**Stated problem a**.
Decide whether each statement agrees with the passage below on finding focus at year's end. Answer yes or no for each, quoting the words of the passage that decide it.
(i) The passage claims there is a magic pill that can restore focus.
(ii) The passage suggests using a kanban board with actual or virtual post-its.
(iii) The passage says planning and organizing help only with work-related matters.
══ Passage provided ══
The chilliness of winter is here and everywhere reminds us about the hustle and bustle of Christmas. On top of this, there are colds and flu spreading around. It’s been a long year (as always) and many of us are probably feeling more than ready for the festive break. We’re winding down at work, but whether it’s preparing for Christmas, going on holiday or getting things done at work before the break it’s a busy time and one where we could really use our focus to get to the end. So how can we find our focus to round the year off?

It’s not long till many of us are able to retire for some holiday and fireplace rest. We’re asking our brains to make a final sprint to wrap up the year, meet some final work deadlines and get all the Christmas gifts wrapped up as well. Not to mention those of you who are working directly in the festive industry - this is probably the busiest time of year! So whether we’re back at work after a week off with the flu rushing to catch up and finish for the year, listening to classic Christmas songs as we return from the shops, or trying to imagine how to schedule the next few weeks with the kids off school, how do we focus at such a chaotic time of year?

First of all, we have all been through it or it is just a matter of time before we start feeling our brain batteries run out of charge. But we are all different individuals, and so the causes of our lack of focus, as well as its remediations, are not the same for everyone. The bad news, we don’t have a magic pill to light the brain up like a Christmas tree, but we can share some expert tips on how to navigate your way back to the lost focus.

1. Planning and organising

When we’re overwhelmed by too many things to do and our focus goes in too many directions, one of the best things we could do is to sit down, stop doing for a bit and start thinking. What tasks do we need to complete before the end of the year? Which deadlines do we have before closing off for holidays? A list can be a good starting point for some of us, or you might want to try a kanban board (an agile project management tool designed to help visualize work, limit work-in-progress, and maximize efficiency or flow) with actual or virtual post-its to highlight your goals and your to-dos for the current week. You might think this is only for work-related stuff but can help a lot in your personal life as well. Planning and organising will allow you to set pathways to guide your focus and allow you to channel it into one thing at a time - and what a relief as each thing is ticked off!
═══
**Stated problem b**. Reproduce verbatim the lines of the records below, starting with the line that contains "Mark every instance of the rocky outcrop" and continuing through the end of the records, both ends included.
══ Given records ══
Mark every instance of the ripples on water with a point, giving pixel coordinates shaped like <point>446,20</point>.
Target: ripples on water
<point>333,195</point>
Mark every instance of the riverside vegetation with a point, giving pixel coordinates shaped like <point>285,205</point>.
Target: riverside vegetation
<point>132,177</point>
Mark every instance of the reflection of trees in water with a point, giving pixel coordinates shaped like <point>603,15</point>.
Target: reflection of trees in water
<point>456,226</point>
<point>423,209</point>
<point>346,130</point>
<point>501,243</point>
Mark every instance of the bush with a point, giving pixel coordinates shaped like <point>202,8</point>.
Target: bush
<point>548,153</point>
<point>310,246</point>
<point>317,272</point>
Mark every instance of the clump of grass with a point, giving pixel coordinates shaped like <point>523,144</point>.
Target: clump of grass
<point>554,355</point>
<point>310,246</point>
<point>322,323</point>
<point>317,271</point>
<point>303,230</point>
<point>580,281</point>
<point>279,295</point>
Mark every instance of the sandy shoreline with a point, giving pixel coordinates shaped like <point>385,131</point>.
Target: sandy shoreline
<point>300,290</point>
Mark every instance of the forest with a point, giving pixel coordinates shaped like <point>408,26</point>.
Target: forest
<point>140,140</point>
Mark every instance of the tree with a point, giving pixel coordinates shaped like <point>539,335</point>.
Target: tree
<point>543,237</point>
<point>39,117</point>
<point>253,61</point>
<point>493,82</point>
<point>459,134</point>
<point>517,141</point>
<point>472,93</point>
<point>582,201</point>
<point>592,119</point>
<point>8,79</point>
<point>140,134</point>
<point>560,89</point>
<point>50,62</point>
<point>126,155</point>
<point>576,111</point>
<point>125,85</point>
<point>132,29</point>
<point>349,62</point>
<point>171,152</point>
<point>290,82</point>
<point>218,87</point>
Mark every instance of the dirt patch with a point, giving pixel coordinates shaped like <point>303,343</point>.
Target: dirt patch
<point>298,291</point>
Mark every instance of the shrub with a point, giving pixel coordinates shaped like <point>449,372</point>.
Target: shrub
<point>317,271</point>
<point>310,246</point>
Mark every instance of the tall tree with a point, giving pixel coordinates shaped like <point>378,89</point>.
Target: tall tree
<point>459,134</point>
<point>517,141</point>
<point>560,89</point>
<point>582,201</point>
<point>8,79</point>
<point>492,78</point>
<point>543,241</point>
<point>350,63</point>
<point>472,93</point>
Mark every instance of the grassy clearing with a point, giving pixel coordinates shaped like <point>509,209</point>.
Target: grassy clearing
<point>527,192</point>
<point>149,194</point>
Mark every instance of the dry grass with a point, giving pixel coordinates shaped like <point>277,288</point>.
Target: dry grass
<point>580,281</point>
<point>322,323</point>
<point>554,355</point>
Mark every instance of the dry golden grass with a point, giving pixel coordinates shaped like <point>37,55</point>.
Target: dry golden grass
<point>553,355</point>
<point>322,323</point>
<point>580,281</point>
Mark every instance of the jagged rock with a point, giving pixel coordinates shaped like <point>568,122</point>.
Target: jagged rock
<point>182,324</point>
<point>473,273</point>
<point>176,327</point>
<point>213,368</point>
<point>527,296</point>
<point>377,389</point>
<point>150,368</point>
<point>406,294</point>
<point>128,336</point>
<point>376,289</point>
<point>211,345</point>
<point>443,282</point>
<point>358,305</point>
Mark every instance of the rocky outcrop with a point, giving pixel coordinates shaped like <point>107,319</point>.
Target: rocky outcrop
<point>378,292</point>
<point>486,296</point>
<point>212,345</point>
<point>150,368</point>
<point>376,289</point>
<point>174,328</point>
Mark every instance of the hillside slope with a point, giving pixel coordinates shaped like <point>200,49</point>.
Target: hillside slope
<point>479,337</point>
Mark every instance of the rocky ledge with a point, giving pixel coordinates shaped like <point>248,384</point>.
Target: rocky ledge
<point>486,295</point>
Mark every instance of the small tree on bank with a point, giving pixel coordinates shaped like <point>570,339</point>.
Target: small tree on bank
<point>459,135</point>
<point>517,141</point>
═══
**Correct result a**.
(i) No: "we don’t have a magic pill to light the brain up like a Christmas tree"
(ii) Yes: "you might want to try a kanban board (an agile project management tool designed to help visualize work, limit work-in-progress, and maximize efficiency or flow) with actual or virtual post-its"
(iii) No: "You might think this is only for work-related stuff but can help a lot in your personal life as well."

**Correct result b**.
Mark every instance of the rocky outcrop with a point, giving pixel coordinates shaped like <point>107,319</point>.
Target: rocky outcrop
<point>378,292</point>
<point>486,296</point>
<point>212,345</point>
<point>150,368</point>
<point>376,289</point>
<point>174,328</point>
Mark every instance of the hillside slope with a point, giving pixel coordinates shaped like <point>200,49</point>.
Target: hillside slope
<point>479,337</point>
Mark every instance of the rocky ledge with a point, giving pixel coordinates shaped like <point>248,384</point>.
Target: rocky ledge
<point>486,295</point>
Mark every instance of the small tree on bank with a point, giving pixel coordinates shaped like <point>570,339</point>.
Target: small tree on bank
<point>459,135</point>
<point>517,141</point>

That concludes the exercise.